=== The task ===
Return verbatim the run of lines that opens with the line holding "Target: cookie wafer" and closes with the last line of the records.

=== Records from a data source ===
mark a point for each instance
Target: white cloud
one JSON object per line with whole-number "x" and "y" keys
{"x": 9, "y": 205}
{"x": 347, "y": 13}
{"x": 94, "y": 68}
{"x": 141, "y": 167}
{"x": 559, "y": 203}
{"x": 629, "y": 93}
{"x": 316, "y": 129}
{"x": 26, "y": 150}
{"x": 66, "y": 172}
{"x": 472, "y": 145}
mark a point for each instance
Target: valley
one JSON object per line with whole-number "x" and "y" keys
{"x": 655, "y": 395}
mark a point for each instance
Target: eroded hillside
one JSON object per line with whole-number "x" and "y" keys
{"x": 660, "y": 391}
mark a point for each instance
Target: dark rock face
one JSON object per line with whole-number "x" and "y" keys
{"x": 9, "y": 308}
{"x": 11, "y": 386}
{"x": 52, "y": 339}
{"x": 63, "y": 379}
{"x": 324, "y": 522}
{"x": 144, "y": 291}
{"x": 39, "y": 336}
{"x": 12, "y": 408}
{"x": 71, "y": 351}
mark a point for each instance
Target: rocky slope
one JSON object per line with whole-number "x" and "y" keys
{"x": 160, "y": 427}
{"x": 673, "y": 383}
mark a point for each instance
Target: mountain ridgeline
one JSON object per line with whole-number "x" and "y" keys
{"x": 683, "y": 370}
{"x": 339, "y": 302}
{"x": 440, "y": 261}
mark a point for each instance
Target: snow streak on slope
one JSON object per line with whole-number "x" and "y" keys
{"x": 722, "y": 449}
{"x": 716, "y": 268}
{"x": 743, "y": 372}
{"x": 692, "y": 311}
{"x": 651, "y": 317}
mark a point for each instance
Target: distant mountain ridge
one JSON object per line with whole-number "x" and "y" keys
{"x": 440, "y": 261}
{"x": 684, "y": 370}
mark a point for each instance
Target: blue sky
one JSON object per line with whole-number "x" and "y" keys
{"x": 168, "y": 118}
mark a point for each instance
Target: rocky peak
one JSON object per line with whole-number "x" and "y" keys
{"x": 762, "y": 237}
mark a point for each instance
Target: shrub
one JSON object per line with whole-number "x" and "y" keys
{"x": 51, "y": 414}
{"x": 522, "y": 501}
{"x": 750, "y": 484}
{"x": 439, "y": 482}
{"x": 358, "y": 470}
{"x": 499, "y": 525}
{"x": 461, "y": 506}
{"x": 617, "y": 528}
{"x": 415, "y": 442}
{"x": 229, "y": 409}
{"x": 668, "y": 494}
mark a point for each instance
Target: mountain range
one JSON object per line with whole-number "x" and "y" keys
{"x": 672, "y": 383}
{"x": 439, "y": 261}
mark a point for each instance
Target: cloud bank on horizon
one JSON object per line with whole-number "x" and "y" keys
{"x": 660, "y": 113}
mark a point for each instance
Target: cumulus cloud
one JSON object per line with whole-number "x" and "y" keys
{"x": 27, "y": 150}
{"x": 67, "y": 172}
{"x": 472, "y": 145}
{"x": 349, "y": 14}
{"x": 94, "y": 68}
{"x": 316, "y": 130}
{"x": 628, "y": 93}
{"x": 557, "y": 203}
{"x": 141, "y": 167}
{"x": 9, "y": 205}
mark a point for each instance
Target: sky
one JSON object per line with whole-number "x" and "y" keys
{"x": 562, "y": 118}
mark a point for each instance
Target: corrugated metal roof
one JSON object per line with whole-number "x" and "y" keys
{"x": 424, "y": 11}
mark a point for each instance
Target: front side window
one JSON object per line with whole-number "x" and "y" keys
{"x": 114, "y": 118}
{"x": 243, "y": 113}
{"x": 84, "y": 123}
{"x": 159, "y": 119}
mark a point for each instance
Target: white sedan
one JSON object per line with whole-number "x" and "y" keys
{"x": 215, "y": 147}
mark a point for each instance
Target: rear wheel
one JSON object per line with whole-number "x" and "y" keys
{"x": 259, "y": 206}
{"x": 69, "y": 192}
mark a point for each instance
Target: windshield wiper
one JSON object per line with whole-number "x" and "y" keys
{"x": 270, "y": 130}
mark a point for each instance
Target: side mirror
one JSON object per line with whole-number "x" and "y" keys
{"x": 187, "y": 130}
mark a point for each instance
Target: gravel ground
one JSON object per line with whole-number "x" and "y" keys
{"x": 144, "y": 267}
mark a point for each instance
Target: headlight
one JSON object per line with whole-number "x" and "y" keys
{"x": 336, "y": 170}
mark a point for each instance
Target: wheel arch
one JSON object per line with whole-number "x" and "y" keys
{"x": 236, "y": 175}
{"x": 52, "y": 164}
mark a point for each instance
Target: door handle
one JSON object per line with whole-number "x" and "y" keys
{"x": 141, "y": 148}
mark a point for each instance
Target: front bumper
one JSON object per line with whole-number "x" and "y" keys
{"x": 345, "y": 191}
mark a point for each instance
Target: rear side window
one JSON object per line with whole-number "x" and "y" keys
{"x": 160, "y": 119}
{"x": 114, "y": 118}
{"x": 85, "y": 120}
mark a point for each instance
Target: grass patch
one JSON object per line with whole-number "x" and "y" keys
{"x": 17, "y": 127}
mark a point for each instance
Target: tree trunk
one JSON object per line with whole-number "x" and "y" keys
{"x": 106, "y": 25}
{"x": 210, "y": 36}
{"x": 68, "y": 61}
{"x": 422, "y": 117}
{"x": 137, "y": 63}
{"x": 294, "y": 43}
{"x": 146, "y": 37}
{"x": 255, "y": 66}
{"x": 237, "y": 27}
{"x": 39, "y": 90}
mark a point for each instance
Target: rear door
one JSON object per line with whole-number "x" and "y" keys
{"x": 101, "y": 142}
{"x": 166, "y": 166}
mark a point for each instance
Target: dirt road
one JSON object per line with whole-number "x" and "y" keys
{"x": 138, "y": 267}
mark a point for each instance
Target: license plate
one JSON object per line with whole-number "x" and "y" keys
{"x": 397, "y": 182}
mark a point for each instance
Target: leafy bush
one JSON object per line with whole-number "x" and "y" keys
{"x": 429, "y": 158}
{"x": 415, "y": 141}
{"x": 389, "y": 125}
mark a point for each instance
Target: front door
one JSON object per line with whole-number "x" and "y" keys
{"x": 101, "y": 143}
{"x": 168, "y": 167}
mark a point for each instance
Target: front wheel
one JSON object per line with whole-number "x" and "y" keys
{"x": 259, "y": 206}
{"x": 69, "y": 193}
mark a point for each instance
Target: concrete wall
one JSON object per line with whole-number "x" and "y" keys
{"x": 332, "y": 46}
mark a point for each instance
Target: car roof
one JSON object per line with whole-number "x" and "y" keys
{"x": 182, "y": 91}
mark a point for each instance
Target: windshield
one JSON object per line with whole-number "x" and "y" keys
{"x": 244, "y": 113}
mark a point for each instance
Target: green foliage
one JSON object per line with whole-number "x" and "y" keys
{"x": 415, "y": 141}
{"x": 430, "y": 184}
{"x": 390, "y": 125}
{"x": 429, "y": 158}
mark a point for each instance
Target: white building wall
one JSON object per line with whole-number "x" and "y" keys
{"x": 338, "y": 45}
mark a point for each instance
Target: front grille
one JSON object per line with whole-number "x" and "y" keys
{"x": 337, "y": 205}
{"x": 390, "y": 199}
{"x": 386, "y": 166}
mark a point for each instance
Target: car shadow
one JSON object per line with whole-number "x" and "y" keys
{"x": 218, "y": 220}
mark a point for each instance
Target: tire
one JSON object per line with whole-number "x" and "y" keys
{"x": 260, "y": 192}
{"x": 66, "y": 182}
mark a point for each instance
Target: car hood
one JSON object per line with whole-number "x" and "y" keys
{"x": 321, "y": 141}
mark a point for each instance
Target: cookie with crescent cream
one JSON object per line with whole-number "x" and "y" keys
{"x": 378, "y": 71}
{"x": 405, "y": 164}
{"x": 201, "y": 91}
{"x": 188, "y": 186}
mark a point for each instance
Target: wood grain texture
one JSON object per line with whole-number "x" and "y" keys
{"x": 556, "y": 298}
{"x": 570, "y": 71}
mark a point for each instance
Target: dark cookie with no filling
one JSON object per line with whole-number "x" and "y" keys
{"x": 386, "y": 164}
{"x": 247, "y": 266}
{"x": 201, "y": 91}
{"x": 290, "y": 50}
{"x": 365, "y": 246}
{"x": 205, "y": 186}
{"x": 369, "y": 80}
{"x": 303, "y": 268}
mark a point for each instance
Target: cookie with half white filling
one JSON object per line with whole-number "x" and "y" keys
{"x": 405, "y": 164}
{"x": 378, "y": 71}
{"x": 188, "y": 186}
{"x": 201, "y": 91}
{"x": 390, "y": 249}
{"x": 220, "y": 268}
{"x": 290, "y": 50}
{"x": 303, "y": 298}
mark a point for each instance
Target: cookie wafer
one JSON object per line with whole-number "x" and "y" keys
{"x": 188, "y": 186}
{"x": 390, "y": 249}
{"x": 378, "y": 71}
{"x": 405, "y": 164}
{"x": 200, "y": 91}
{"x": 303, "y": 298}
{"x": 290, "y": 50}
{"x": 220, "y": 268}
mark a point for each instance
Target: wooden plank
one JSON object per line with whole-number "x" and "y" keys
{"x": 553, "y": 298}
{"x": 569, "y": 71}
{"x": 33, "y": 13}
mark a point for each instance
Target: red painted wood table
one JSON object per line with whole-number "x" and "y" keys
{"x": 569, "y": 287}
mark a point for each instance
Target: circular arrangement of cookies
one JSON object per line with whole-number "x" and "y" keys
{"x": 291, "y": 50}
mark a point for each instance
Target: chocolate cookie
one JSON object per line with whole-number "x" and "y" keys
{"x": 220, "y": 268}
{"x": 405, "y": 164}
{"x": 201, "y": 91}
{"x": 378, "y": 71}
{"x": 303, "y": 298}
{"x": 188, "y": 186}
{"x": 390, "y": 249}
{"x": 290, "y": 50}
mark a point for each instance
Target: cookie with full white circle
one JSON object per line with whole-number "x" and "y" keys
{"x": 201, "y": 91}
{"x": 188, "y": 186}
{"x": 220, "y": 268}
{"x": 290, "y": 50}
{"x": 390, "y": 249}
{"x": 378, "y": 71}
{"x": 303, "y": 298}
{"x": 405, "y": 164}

=== Reply to the task ===
Target: cookie wafer
one JSON object per line with whole-number "x" and "y" keys
{"x": 188, "y": 186}
{"x": 390, "y": 249}
{"x": 378, "y": 71}
{"x": 405, "y": 164}
{"x": 200, "y": 91}
{"x": 303, "y": 298}
{"x": 290, "y": 50}
{"x": 220, "y": 268}
mark a point for each instance
Target: wooden plank
one JSON object per line with whole-number "x" and "y" keys
{"x": 553, "y": 298}
{"x": 569, "y": 71}
{"x": 33, "y": 13}
mark a point for each instance
Target: red painted wood table
one JSON object per line with whole-number "x" and "y" keys
{"x": 569, "y": 287}
mark a point for each instance
Target: circular arrangement of cookies
one JSON object per line with whole-number "x" and "y" keys
{"x": 291, "y": 50}
mark a point for each instance
Target: chocolate cookie
one JSON object per line with whole-number "x" and "y" keys
{"x": 220, "y": 268}
{"x": 405, "y": 164}
{"x": 201, "y": 91}
{"x": 378, "y": 71}
{"x": 303, "y": 298}
{"x": 188, "y": 186}
{"x": 390, "y": 249}
{"x": 290, "y": 50}
mark a point for each instance
Target: cookie with full white circle
one JSON object per line with whole-number "x" and "y" keys
{"x": 201, "y": 91}
{"x": 188, "y": 186}
{"x": 220, "y": 268}
{"x": 290, "y": 50}
{"x": 390, "y": 249}
{"x": 378, "y": 71}
{"x": 303, "y": 298}
{"x": 405, "y": 164}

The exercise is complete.